**Information provided:**
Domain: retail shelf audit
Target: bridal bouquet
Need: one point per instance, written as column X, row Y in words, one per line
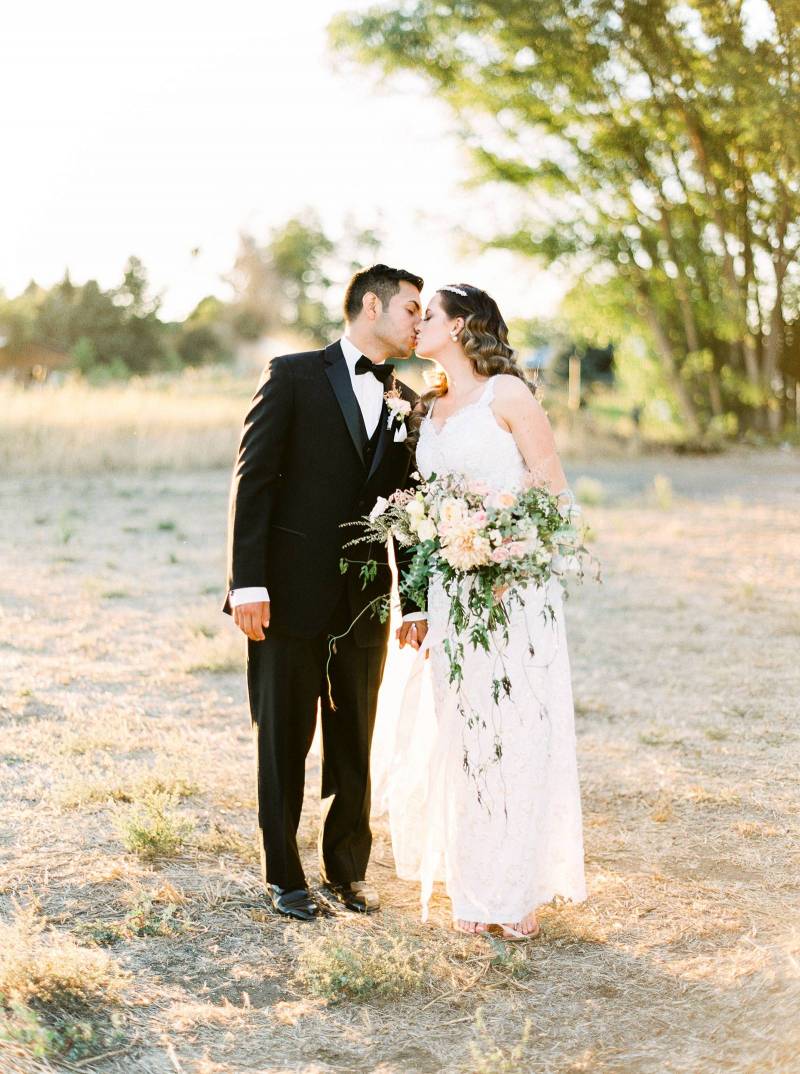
column 483, row 546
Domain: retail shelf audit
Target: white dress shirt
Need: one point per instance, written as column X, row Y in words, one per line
column 368, row 392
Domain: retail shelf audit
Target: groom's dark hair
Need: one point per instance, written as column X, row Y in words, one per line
column 379, row 279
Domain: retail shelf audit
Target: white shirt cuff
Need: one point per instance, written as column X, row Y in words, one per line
column 250, row 594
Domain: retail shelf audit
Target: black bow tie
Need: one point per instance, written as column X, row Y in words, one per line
column 380, row 369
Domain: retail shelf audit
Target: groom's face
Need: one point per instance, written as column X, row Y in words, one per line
column 396, row 325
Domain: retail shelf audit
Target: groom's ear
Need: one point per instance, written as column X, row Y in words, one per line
column 372, row 305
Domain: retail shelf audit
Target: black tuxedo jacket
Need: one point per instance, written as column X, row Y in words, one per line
column 301, row 473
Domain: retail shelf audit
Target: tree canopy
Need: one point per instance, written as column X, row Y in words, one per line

**Exercise brief:** Retype the entire listing above word for word, leaving out the picture.

**Result below:**
Domain: retail shelf audit
Target: bridal bouquet
Need: one point per instance, written as column X, row Y in words, one per line
column 483, row 546
Domain: retail shelf audit
Target: white dress shirt
Need: one point per instance, written as column X, row Y in words, one per line
column 368, row 392
Domain: retail shelf audit
Target: groom's dark hair
Need: one point per instance, written as column X, row Y in words, one per line
column 379, row 279
Domain: retail shelf audit
Target: white shirt cuff
Need: one point per instance, written as column X, row Y in words, one per line
column 250, row 594
Domain: retail shelf audit
Target: black bow tie
Need: one point per instance, written as column X, row Y in words, one per line
column 380, row 369
Domain: retail shelf audit
Target: groom's face
Need: one point per instance, written as column X, row Y in words, one per line
column 396, row 325
Domain: retail shelf audit
Target: groom's ear
Need: one point per instance, written as column X, row Y in words, one per line
column 372, row 305
Domain: retail shelf audit
Target: black tuxedo jacket
Need: one point per instance, written as column X, row Y in words, one per line
column 301, row 473
Domain: retail shelf audit
Target: tree canopy
Need: one point per instance, written as column X, row Y in words, one per line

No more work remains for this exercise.